▸ Text section:
================

Letters – Issue 99

The darker side of mania

In his recent review of my memoir Taming the Tiger (NZB, Winter 2012) David Cohen pays me several nice compliments. Yet, on the whole, the review is written with an asininely superior style typical of reviewers who regard themselves as ionospherically distant from the text. The result is a superficial display of shallow cleverness. Jimi Hendrix’s “Manic Depression” is more relevant than the less innovative Jerry Garcia.

Taming the Tiger is not a virtuoso piece of exhibitionism to entertain the author’s ego but intended for the 44,000 manic depressives in New Zealand, 70 million worldwide and for the families sorely tried by the extravagant, reckless and verbally abusive behaviour from someone with mania; for those interested in survival stories (I Shouldn’t Be Alive!) mania is more a shift in consciousness than a mental illness though it can produce psychotic behaviours. However, we need the genius of mania to reach the stars.

Kay Jamison’s Touched with Fire: Manic Depressive Illness and the Artistic Temperament reveals that many artists, poets such as Keats, Coleridge, Byron (who considered all poets “melancholy-mad”), Shelley, Blake, Wordsworth were thus empowered. The relationship between creativity and mania has also been studied by Nancy Andreasen, Agop Akiskal, Adele Juda, and Arnold Ludwig. However, there have been relatively few autobiographical accounts of mania and those I have read don’t seem to do it full justice – probably because the writers are often young, inexperienced authors and not artists or poets etc. Many reviewers have commented on the humour in my memoir. Is it possible that Mr Cohen has had a humour bypass? Contrary to his comment about the manic-depression cycle, there is almost nothing about depression in Taming the Tiger, even though I have suffered from it (un-medicated by choice) most of my life. Manics are the only people who will truly understand the book. A former art dealer visited by manic depression expressed surprise at how accurately I had described the experience.

================

▸ Instructions to follow: Edit the letter from "The darker side" through "innovative Jerry Garcia.", starting at the first and ending at the second, and swap "nice" for "kind".

================

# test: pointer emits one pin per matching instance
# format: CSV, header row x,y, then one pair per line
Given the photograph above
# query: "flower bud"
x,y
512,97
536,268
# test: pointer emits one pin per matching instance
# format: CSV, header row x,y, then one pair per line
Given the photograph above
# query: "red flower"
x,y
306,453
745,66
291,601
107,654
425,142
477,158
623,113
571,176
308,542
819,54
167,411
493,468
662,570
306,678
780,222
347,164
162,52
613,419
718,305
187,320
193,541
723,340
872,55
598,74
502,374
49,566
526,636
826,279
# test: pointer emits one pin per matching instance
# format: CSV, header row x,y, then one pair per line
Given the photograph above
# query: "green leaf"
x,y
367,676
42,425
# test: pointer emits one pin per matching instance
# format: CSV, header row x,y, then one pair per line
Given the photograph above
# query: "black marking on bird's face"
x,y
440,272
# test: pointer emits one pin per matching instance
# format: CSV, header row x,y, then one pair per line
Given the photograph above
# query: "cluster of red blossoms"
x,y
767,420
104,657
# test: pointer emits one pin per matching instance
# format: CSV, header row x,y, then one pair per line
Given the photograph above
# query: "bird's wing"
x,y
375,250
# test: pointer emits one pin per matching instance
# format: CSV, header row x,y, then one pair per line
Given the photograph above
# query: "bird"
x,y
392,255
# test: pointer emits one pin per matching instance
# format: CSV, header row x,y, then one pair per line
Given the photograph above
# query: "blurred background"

================

▸ Solution for this task:
The darker side of mania

In his recent review of my memoir Taming the Tiger (NZB, Winter 2012) David Cohen pays me several kind compliments. Yet, on the whole, the review is written with an asininely superior style typical of reviewers who regard themselves as ionospherically distant from the text. The result is a superficial display of shallow cleverness. Jimi Hendrix’s “Manic Depression” is more relevant than the less innovative Jerry Garcia.